Aim —
Arrange the records below as a two-column CSV with the header instruction,points. Give one row per record, with the request text in the first field and its answer in the second; quote every field and replace line breaks with spaces.

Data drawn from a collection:
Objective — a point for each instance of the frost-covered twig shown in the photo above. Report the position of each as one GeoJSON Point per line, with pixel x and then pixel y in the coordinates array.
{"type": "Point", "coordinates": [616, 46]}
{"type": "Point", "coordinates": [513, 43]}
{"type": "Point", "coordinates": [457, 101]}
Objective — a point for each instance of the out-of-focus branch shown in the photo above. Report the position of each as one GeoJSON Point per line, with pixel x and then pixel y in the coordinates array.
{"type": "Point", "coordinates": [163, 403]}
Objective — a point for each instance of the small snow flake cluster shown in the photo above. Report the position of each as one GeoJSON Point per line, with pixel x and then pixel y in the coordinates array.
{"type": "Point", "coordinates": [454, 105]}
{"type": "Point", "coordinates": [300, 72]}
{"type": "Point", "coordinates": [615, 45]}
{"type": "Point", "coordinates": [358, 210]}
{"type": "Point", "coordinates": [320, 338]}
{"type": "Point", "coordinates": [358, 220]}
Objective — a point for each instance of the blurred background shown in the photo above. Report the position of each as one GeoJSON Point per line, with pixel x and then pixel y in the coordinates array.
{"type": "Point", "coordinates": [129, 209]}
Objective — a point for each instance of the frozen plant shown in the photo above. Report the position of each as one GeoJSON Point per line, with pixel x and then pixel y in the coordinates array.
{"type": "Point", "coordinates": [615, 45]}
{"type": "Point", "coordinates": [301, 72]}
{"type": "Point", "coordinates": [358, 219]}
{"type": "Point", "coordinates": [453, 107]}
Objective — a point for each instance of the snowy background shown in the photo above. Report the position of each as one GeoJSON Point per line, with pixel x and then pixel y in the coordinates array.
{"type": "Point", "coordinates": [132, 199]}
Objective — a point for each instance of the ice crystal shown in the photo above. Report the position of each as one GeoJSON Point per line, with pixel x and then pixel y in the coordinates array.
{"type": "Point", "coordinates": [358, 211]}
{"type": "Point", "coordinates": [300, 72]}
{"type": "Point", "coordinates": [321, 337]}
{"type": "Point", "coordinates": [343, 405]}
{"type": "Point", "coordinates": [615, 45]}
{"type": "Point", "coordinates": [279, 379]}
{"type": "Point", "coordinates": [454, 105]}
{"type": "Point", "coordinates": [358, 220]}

Finished answer —
instruction,points
"Objective — a point for each instance of the frost-covered twig shown in the photo above. Report the position of each as one GeoJSON Point per line, with pixel x and then pixel y in the coordinates array.","{""type"": ""Point"", ""coordinates"": [616, 46]} {""type"": ""Point"", ""coordinates"": [513, 43]} {""type"": ""Point"", ""coordinates"": [457, 101]}"
"Objective — a point for each instance of the out-of-focus branch shown in the photo above. Report the position of each as one GeoJSON Point per line, with pixel x and then pixel y in the coordinates array.","{""type"": ""Point"", ""coordinates"": [163, 403]}"
"Objective — a point for each instance of the small snow flake cluster shown in the photo above. Report the position of each as one GeoJSON Point per line, with pixel x and then pixel y in the coordinates array.","{""type"": ""Point"", ""coordinates"": [454, 105]} {""type"": ""Point"", ""coordinates"": [300, 72]} {""type"": ""Point"", ""coordinates"": [615, 45]} {""type"": ""Point"", ""coordinates"": [358, 210]} {""type"": ""Point"", ""coordinates"": [320, 338]} {""type"": ""Point"", ""coordinates"": [358, 220]}"
"Objective — a point for each instance of the blurred background shown in the photo above. Report the position of each as one GeoJSON Point per line, with pixel x and then pixel y in the coordinates array.","{""type"": ""Point"", ""coordinates"": [129, 209]}"
"Objective — a point for each instance of the frozen plant shown in the photo above. Report the position of each as one GeoJSON Point per line, with pixel x and then pixel y in the coordinates array.","{""type"": ""Point"", ""coordinates"": [615, 45]} {""type"": ""Point"", ""coordinates"": [301, 72]} {""type"": ""Point"", ""coordinates"": [358, 219]} {""type"": ""Point"", ""coordinates"": [453, 107]}"
"Objective — a point for each instance of the snowy background shown in the photo above. Report the position of each as one GeoJSON Point per line, with pixel x and then pixel y in the coordinates array.","{""type"": ""Point"", ""coordinates"": [132, 199]}"
"Objective — a point for each instance of the ice crystal shown in the photo above. Report the position of each as one GeoJSON Point per line, with pixel x and then pixel y in the coordinates array.","{""type"": ""Point"", ""coordinates"": [358, 211]} {""type"": ""Point"", ""coordinates"": [300, 72]} {""type"": ""Point"", ""coordinates"": [321, 337]} {""type"": ""Point"", ""coordinates"": [343, 405]} {""type"": ""Point"", ""coordinates"": [615, 45]} {""type"": ""Point"", ""coordinates"": [279, 379]} {""type"": ""Point"", ""coordinates"": [454, 105]} {""type"": ""Point"", ""coordinates"": [358, 220]}"